EXERCISE TASK:
Copy out every line of the records below that contains the word "cleat".

※

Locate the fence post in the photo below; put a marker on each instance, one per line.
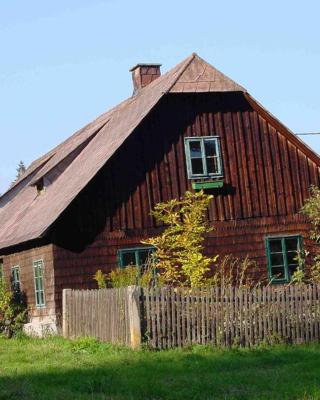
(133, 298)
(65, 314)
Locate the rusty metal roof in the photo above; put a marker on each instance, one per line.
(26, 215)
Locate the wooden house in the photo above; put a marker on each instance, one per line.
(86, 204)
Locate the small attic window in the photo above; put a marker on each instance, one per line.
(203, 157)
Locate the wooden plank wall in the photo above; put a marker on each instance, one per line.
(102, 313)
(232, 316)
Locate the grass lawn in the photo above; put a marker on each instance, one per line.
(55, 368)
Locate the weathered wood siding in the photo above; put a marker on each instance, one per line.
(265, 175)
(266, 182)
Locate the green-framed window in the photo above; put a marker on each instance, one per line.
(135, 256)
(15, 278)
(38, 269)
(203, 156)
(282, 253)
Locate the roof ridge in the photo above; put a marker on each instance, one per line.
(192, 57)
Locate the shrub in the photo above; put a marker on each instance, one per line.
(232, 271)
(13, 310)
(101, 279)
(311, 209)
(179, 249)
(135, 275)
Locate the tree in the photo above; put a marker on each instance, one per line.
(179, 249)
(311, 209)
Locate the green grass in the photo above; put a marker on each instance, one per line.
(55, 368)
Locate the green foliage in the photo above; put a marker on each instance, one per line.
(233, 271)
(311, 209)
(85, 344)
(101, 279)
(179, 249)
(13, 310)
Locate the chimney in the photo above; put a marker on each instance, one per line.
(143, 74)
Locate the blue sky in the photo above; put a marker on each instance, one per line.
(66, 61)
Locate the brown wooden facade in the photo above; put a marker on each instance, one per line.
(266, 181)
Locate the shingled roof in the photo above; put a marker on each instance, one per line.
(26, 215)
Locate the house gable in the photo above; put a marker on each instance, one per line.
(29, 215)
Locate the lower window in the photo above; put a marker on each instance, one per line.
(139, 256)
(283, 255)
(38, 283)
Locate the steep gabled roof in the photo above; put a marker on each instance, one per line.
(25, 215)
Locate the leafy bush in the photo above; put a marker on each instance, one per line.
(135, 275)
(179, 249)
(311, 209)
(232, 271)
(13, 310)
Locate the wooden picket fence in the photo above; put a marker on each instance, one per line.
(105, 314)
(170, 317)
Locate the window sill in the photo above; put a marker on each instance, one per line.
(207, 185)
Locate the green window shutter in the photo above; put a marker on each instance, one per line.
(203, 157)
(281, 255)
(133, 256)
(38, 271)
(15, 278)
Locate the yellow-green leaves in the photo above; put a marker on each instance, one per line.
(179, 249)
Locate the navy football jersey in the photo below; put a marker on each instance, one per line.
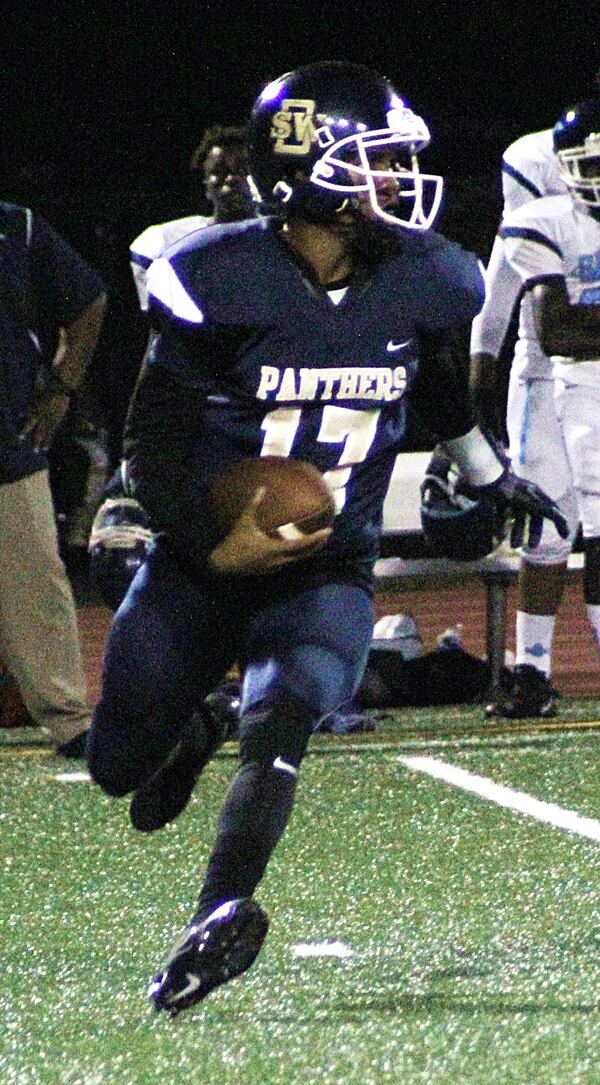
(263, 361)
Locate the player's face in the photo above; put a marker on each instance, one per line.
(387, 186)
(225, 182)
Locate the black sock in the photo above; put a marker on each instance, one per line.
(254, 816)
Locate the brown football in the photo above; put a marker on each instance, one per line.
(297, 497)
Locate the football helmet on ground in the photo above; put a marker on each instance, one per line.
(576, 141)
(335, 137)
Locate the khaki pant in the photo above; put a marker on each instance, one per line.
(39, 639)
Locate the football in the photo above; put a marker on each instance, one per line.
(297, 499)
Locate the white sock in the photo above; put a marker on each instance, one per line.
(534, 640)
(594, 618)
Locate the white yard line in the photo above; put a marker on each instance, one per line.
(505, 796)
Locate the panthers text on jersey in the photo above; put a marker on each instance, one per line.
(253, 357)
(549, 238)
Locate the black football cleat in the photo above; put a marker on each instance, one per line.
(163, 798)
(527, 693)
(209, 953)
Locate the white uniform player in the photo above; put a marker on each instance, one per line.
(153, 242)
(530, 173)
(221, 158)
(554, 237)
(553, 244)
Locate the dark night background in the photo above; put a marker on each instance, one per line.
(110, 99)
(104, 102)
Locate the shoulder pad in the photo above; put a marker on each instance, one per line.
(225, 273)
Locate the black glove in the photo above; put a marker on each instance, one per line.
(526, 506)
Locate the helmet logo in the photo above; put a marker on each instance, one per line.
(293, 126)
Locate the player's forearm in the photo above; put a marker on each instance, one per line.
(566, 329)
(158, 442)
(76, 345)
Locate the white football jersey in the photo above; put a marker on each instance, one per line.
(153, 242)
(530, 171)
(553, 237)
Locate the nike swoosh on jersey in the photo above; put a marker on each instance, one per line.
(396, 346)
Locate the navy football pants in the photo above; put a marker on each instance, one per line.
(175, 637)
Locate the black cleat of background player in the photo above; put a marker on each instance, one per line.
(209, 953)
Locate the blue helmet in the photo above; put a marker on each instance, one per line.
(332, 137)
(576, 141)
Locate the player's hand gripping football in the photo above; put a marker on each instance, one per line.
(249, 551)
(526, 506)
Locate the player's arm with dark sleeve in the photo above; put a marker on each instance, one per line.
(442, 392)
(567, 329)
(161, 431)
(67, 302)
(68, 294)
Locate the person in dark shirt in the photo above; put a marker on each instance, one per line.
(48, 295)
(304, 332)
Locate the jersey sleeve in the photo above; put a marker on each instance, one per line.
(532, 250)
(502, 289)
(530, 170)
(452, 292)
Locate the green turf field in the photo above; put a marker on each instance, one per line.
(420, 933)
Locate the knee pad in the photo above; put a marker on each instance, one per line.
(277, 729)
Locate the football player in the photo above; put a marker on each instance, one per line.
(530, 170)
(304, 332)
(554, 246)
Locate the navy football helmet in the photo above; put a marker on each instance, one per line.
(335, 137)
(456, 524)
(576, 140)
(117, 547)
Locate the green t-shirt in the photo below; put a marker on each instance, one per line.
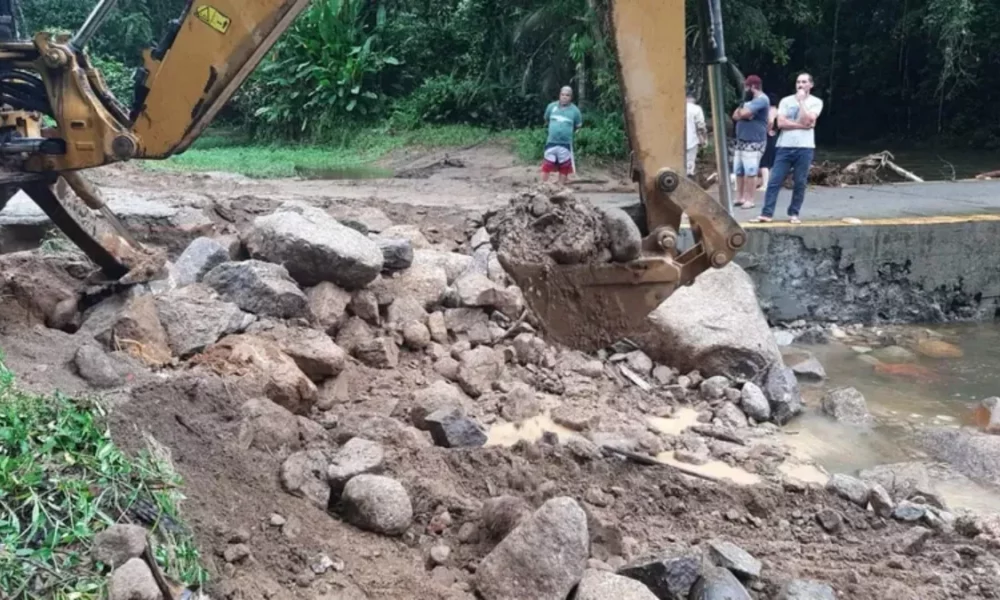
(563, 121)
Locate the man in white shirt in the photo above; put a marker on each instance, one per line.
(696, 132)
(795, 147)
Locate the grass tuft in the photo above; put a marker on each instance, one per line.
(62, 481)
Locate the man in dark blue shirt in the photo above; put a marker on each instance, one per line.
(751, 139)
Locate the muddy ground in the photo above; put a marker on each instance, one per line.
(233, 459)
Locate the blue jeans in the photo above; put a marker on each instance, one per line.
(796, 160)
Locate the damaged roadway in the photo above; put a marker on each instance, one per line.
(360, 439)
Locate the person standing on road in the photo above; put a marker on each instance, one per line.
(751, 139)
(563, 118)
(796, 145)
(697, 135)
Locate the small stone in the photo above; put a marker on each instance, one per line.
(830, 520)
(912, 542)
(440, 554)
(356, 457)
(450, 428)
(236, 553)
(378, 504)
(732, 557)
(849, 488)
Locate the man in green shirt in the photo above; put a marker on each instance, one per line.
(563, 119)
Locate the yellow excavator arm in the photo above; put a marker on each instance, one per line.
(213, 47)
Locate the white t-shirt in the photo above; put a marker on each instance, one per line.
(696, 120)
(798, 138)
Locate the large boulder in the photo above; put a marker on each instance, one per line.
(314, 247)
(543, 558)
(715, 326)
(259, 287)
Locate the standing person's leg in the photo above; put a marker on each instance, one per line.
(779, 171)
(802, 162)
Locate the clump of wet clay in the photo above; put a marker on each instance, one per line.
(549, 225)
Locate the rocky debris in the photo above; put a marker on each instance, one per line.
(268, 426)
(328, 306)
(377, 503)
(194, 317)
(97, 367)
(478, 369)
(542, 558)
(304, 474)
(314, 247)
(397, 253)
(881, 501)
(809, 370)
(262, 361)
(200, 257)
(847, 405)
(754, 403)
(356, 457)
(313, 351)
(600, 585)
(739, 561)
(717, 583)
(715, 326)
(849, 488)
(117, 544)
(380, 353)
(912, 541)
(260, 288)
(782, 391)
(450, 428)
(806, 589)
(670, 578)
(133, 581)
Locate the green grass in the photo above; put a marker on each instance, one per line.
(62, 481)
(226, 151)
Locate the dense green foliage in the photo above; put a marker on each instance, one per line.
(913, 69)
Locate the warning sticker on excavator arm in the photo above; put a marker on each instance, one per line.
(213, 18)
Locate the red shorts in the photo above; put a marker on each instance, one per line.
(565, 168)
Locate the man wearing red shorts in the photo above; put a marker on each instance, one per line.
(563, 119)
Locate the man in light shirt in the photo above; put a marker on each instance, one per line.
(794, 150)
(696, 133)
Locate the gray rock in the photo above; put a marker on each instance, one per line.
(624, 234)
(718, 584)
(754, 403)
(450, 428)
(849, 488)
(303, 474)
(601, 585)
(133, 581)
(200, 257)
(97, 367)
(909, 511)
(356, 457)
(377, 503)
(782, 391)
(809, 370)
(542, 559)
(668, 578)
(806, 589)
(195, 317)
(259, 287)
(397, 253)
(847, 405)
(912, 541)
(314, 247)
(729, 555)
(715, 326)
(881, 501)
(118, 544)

※

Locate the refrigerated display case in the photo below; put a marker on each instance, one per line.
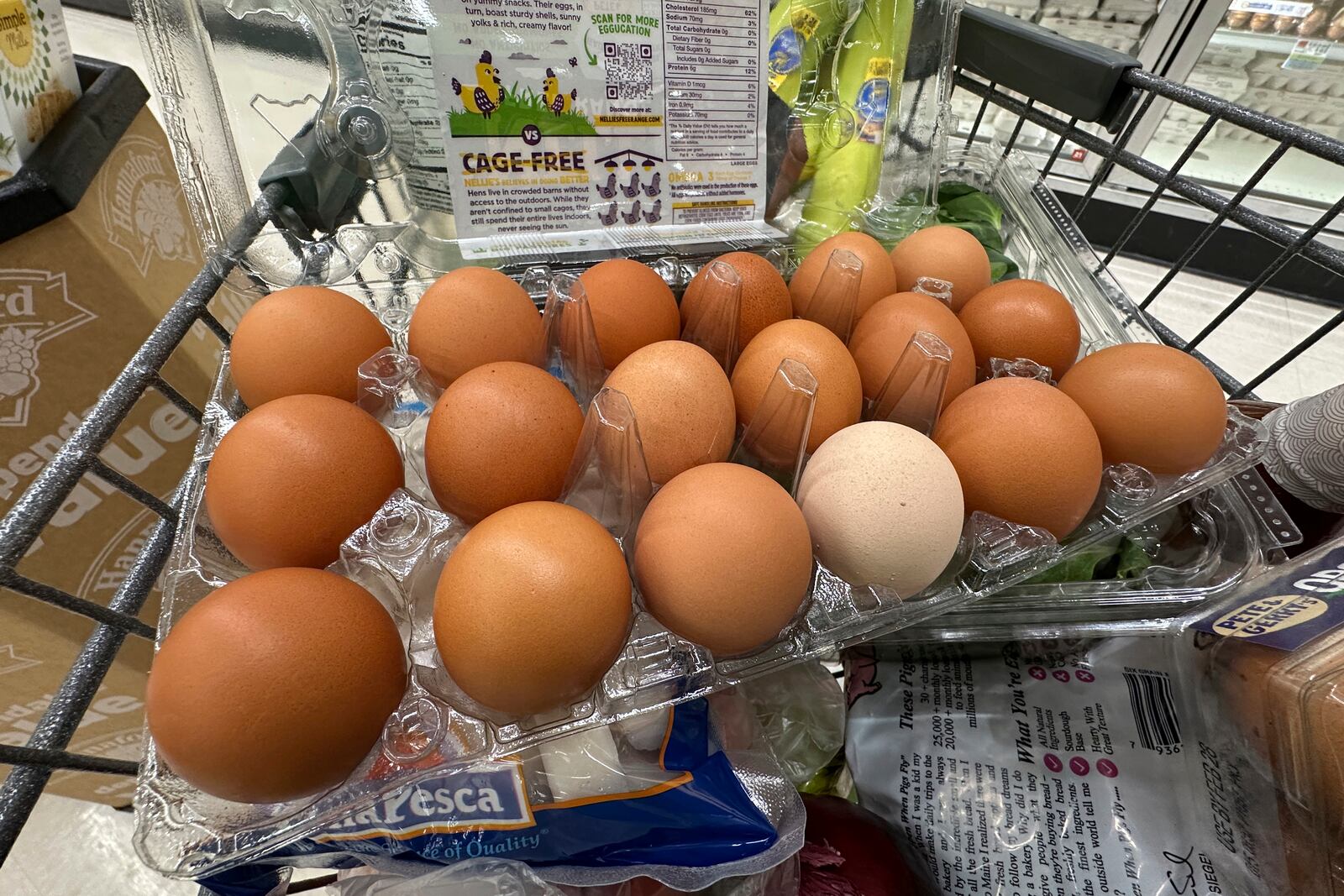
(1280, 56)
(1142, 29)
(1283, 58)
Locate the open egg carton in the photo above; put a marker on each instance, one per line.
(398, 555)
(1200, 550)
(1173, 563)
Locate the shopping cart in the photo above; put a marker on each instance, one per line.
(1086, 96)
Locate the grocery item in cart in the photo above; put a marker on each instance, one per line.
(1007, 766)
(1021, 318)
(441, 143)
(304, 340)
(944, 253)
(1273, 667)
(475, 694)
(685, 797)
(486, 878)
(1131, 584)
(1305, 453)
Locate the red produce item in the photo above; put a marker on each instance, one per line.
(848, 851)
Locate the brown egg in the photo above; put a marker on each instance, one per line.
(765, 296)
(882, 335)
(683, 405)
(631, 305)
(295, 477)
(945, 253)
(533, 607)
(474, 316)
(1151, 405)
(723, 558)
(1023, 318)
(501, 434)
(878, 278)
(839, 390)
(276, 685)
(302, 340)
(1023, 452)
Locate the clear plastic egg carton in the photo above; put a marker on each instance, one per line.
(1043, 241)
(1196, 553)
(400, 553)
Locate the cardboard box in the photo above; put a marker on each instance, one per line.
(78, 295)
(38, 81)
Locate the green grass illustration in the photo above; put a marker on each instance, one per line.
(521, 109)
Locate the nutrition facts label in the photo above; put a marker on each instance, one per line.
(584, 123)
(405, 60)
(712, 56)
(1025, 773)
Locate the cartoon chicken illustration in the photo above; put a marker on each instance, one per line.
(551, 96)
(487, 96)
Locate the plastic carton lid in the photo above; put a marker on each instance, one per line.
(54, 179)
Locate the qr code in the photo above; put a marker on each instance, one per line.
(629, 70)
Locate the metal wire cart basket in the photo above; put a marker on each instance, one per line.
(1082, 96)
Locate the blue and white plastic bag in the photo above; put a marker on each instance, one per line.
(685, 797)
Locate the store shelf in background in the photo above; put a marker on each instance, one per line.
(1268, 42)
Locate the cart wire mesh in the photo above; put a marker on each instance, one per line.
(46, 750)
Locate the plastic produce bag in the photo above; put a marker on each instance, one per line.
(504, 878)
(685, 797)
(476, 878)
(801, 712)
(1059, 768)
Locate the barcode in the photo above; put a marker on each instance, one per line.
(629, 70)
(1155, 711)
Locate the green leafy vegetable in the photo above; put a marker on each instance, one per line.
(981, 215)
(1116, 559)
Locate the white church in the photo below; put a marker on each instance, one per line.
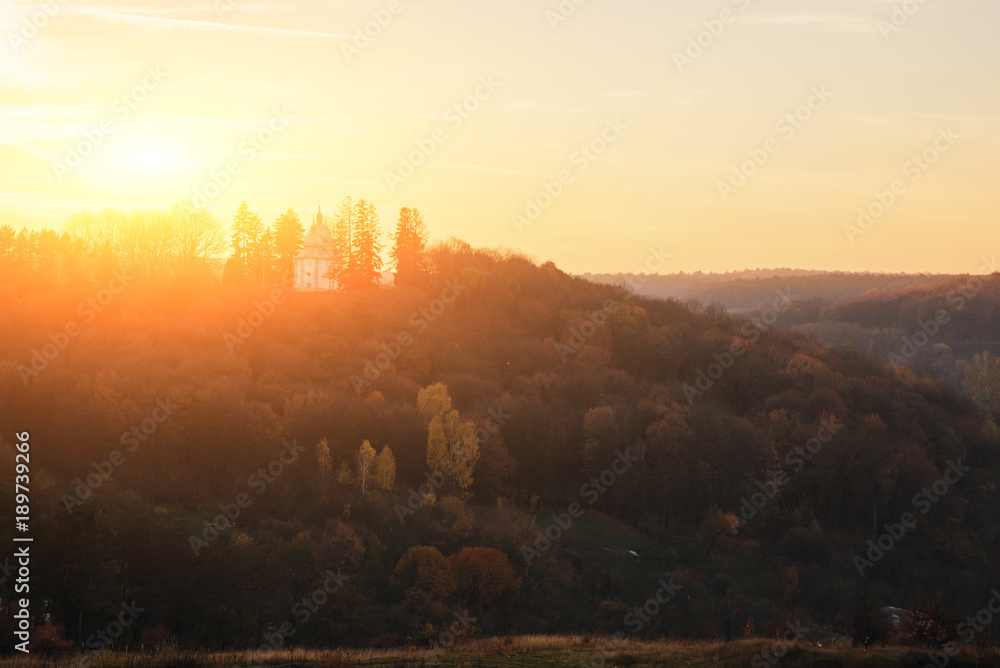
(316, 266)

※

TASK RESPONSE:
Locate the black football cleat in the photo above; put a marker on each instance, one per line.
Locate the black cleat of background player in the photo above; put a marker on each instance, one per line.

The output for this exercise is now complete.